■ TEXTO PROPORCIONADO

De todos modos nada impidió que atestiguáramos que tanto el ballet como la orquesta de la Royal Opera House chapotean la perfección con la naturalidad con que se respira. Eso sí, nos cobraron la entrada diferenciada como si nos dieran lo que habían prometido.
Yo quedé tan sediento de Tchaikovski que llegué a casa y bajé cuanto Cascanueces encontré en la red. La suite para piano, la suite para orquesta, las versiones highlights (antologías de los mejores momentos) y un par de versiones completas. Las escucho a todas en mis momentos libres. El Cascanueces me sale literalmente por los poros. Es mi manera de no desesperar, de no rendirme al estrés, de no caer en la depresión profunda. Diciembre es un mes chicle para los docentes, parece que termina, pero no, se estira, se estira, se estira.
La cultura puede parecer inútil, un adorno sofisticado, una proveedora de tópicos de conversación que van más allá del clima y de la salud, sin embargo puede salvar tu vida. En mi caso el Cascanueces hace que el eterno diciembre sea menos eterno. Permítanme darles un consejo, cuando estén bien hagan acopio mental de músicas, cuadros, fotografías, poemas, pedazos de prosa, libros, películas que les alivien el alma. Y ténganlas a mano que, cuando la tormenta arrecie, serán el refugio inexpugnable a los rayos, vientos y cortinas de agua. No hay dolor, problema, pesar, preocupación o malestar que no puedan aligerar. No curan pero alivian.
Porque ¿para qué carajo sirve la cultura? Para sobrevivir, para eso sirve.
martes, 25 de diciembre de 2012
El fin del mundo
Esta vez por desgracia me enteré temprano. Como siempre hojeo las páginas de espectáculos, que me iba a enterar, me iba a enterar. Il Piccolo Teatro di Milano venía a hacer Arlecchino.
Dos únicas funciones. Los horarios me quedan a contramano. Bah, toda función que no sea sábado o domingo me queda a trasmano. El jueves 20 empieza a las 20 y el viernes 21 a las 17. El jueves a la noche lo tengo comprometido, aunque si no lo tuviera, igual representaría un inconveniente. La obra dura unas tres horas y monedas y se me dificulta la vuelta, más si hay demora en el inicio. El viernes implica que faltaré a tomar examen en dos turnos en mi escuela favorita de adultos. A la tarde no mandé a nadie, salvo a los que abandonaron y que no van a regresar a normalizar su situación dando exámenes. A la noche hay una alumna que quizá venga, es de las que maneja el inglés que damos y prefiere llevársela a venir a clases. Si apareciera, se podría ocupar de ella mi colega del otro tercero, aunque no corresponde porque son exámenes regulares y el profesor debe estar o mandar el examen escrito. Me neurotizo. Mucho. Pero sé que mi colega es gaucha y no guacha, no va a hacer aspavientos si no aparezco, le va a tomar y listo. Quizá me hago problema al pedo, por ahí la alumna ni asiste.

■ REQUISITOS DEL EJERCICIO
(a) Según el texto proporcionado, ¿qué compañía venía a representar Arlecchino?
(b) Por favor, extrae del texto proporcionado el fragmento comprendido entre "La cultura puede" y "para eso sirve.", ambos incluidos.

■ SEGMENTO DE DATOS
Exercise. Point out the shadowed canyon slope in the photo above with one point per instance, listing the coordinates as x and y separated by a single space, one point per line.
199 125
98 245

■ SOLUCIONES DEL EJERCICIO
(a) Il Piccolo Teatro di Milano.

(b)
La cultura puede parecer inútil, un adorno sofisticado, una proveedora de tópicos de conversación que van más allá del clima y de la salud, sin embargo puede salvar tu vida. En mi caso el Cascanueces hace que el eterno diciembre sea menos eterno. Permítanme darles un consejo, cuando estén bien hagan acopio mental de músicas, cuadros, fotografías, poemas, pedazos de prosa, libros, películas que les alivien el alma. Y ténganlas a mano que, cuando la tormenta arrecie, serán el refugio inexpugnable a los rayos, vientos y cortinas de agua. No hay dolor, problema, pesar, preocupación o malestar que no puedan aligerar. No curan pero alivian.
Porque ¿para qué carajo sirve la cultura? Para sobrevivir, para eso sirve.